● **Problem to solve**:
Your task is to print all of the material verbatim.

● **Data for processing**:
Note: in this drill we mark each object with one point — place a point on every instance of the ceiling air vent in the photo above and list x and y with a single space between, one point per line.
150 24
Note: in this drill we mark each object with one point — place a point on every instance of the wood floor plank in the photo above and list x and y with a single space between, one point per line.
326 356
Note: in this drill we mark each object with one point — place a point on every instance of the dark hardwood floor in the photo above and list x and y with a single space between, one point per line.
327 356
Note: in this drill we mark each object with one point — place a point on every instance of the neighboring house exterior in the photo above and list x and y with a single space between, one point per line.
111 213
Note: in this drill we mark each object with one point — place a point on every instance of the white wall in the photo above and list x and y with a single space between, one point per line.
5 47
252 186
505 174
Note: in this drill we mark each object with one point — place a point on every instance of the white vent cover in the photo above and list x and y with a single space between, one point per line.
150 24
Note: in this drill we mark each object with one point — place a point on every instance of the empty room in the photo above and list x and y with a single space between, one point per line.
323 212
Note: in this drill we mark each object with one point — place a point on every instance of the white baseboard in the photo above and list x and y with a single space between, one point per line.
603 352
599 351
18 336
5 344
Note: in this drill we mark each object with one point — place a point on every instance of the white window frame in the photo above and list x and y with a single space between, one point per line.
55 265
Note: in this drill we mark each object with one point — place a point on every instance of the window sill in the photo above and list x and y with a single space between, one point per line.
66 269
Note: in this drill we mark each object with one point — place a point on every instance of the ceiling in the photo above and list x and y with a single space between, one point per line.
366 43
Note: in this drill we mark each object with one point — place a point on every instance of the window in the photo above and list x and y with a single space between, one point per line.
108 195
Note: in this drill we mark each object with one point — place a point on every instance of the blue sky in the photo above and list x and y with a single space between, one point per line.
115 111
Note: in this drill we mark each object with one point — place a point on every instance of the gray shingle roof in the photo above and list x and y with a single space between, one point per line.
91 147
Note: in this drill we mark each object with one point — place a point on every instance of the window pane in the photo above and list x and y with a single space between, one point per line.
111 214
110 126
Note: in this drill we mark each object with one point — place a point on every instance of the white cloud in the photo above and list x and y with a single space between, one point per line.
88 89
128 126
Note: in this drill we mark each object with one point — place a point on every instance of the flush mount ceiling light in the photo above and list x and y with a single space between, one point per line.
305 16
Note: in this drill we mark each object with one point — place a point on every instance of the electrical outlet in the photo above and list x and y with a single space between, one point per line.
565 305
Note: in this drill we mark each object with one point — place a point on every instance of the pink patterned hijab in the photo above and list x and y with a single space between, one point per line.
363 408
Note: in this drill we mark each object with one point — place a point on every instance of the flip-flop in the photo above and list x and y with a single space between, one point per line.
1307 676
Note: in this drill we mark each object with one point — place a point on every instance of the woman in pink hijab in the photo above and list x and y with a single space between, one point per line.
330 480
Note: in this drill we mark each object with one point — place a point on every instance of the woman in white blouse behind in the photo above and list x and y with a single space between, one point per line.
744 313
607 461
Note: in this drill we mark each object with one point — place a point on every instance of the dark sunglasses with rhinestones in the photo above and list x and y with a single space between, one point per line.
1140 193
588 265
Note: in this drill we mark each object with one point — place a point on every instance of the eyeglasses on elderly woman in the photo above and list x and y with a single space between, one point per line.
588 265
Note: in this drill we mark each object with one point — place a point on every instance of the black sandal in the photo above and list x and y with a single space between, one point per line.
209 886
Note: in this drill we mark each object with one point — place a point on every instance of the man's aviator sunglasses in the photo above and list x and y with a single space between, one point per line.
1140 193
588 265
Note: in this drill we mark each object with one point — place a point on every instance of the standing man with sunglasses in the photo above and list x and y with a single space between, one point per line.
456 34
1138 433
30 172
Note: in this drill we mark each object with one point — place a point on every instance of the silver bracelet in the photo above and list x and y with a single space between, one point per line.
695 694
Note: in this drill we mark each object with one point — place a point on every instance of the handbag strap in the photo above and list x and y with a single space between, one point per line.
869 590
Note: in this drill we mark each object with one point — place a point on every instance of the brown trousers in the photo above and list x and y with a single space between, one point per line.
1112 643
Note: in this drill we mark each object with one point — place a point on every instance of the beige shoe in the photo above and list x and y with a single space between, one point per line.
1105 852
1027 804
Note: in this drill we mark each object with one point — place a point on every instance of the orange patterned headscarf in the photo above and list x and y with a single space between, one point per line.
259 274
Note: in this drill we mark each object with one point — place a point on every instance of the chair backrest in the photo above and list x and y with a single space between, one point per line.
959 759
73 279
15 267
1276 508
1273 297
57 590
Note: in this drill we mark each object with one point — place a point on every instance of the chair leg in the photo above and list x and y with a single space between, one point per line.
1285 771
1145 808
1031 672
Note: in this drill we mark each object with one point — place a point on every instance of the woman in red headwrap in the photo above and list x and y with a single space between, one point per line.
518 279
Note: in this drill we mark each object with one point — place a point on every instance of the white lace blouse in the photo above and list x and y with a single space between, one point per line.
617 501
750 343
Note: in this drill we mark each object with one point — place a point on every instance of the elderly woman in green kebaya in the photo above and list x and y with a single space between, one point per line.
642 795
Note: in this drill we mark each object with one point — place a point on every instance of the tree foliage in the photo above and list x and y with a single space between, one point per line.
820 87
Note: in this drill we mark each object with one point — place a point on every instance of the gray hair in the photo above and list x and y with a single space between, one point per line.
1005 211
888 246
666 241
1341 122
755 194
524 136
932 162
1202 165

● **Result**:
Note: in this drill we mark each object with one point — place a point on every instance of the ceiling air vent in the photo above and list x and y with a single space between, one point per line.
150 24
Note: in this drill we mark each object with one point — place a point on every instance of the wood floor plank in the photo above and list x and y with a single space between, one point per line.
326 356
Note: in this drill we mark each object with one point — place a point on every instance of the dark hardwood floor in the photo above and list x and y with a single space between, one point per line.
327 356
Note: in this drill we mark each object with one point — place a point on every instance of the neighboring house exterior in the photo above and list x and y with a single space between, one point per line.
111 213
Note: in this drill we mark each object with one point — place a point on every instance of the white wall in the photo above and list x and y with a single space between, one point per line.
5 47
252 186
505 174
Note: in this drill we mark each object with one point — place a point on every instance of the white vent cover in the photo above and list x and y with a single space between, one point per line.
150 24
Note: in this drill we mark each object with one point — place a point on every instance of the empty room in the photo above and list x and y with a single space between, one point per line.
323 212
Note: in this drill we mark each object with one point — place a point on every instance of the white baseboard in the photo above and list x and y with a single space between, one point per line.
603 352
599 351
18 336
5 344
Note: in this drill we mark each object with one point — place a point on every instance of the white window frame in the photo above and list x and y with a single space between, one point per line.
55 265
Note: in this drill we mark each object with one point — place a point on every instance of the window sill in the photo above and list x and y with a single space between, one point per line.
66 269
Note: in this drill we mark each object with one point — place a point on every instance of the ceiling in the photo above and list x and y with a single space between, one point per line.
366 43
Note: in this drill we mark each object with one point — place a point on every instance of the window in the photo above and list x and y with a single space between, one point per line.
108 195
Note: in this drill we mark each object with one point — place a point on every instance of the blue sky in the photo above and list x and y with a single space between, one point per line.
115 111
Note: in this drill we mark each object with one point — place a point on every instance of the gray shingle roof in the photo above and list x and y with a single space between, one point per line.
91 147
Note: in this drill we mark each object with one point — place a point on every instance of the window pane in the photo above and list x and y with a single space between, one point per line.
111 214
110 126
Note: in this drill we mark each object with one point — place a point on every instance of the white cloud in the photo above and list x and y with a single space between, one point per line.
88 89
128 126
Note: in this drill we mark each object with one point — place a point on every instance of the flush mount ceiling light in the photo above and list x and y with a single space between, one point per line.
305 16
Note: in this drill we mark each object with one point — place a point on every instance of the electrical outlet in the photo above and list x and y with a single space between, one point per line.
565 305
Note: in this drill we mark each object with one point — place a point on every instance of the pink patterned hijab in the photo above and list x and y with a single space between, one point per line.
363 408
Note: in this drill we mark each object with one point — place a point on every instance of the flip-flop in the photo above and list x and y with a single space between, one point per line.
1307 676
Note: in this drill we mark each object with one point — place a point on every instance of the woman in pink hijab in the photo above and list x and y with a single space between, one point per line.
330 480
Note: in this drill we mark each object with one point — place a point on every instance of the woman in white blouse behind in the photo above and list x and y with a single space between, one point per line.
744 313
607 461
Note: in this drill we mark each object with one point — place a point on every instance of the dark sunglasses with rhinestones in the photo above and list x and y with a single space between, one point per line.
1140 193
588 265
Note: in this drill we mark each object with one point — place a point on every instance of the eyeglasses on elderly woman in the photo above and list x and y with a single space between, one point per line.
588 265
Note: in this drill we mark each object with one point — place a point on every instance of the black sandal in the photo above and list x and y with a single space between, one point per line.
209 886
Note: in this drill we mark each object with one point — place a point on every instance of the man's aviator sunglasses in the photo above and list x and y with a single space between, one point per line.
1140 193
588 265
Note: in this drill we mark each object with one point — place a point on every instance of the standing man with sunglasses in the photo above and list x and y with a single space between, one point per line.
456 34
1138 433
30 172
Note: in this drill we mark each object with one point — place a point on every instance of the silver bracelet in the photo above and list x and y with a single space between, one point per line.
695 694
Note: in this drill we mark each object with one point — place a point on every instance of the handbag strap in the photo above and list x and y with a single space between, one point per line.
869 590
Note: in this drill we mark each object with one point — place a point on every instance of the brown trousers in the photo above and list x and y with a single space between, one point per line.
1112 643
Note: in this drill we mark each object with one point — place a point on every instance of the beige shoe in the photo above and list x and y with a single space between, one point per line.
1105 852
1027 804
Note: in this drill we mark each object with one point — place a point on every instance of the orange patterned headscarf in the photo above and list x and y with a single space between, one point per line.
259 274
Note: in this drill we mark each object with one point — place a point on every instance of the chair backrest in the photo above and list x and y with a single space between, one point per line.
959 759
73 279
15 267
1276 508
1273 297
57 590
Note: in this drill we mark each object with one point — place a point on every instance of the chair leg in the photo above and list x and y with a single space between, one point per line.
1285 771
1145 808
1031 672
Note: in this drill we mark each object with one point — place a point on every instance of the woman in red headwrap in the photo above and list x and y with a single space between, one point per line.
518 279
Note: in this drill we mark each object with one point — place a point on every instance of the white lace blouse in the photo above and list x and y with a single space between, one point per line.
617 501
750 343
Note: in this drill we mark each object with one point — place a point on every instance of the elderly woman in green kebaya in the photo above and list x and y with a single space between, one point per line.
642 795
Note: in this drill we mark each object with one point — place a point on every instance of the tree foliage in the photo above and list x and y with a single space between, one point per line.
820 87
Note: in this drill we mark each object with one point — place a point on every instance of the gray hair in the photo above and list x and y with a single space between, one point per line.
1005 211
888 246
666 241
1341 122
755 194
524 136
932 162
1202 165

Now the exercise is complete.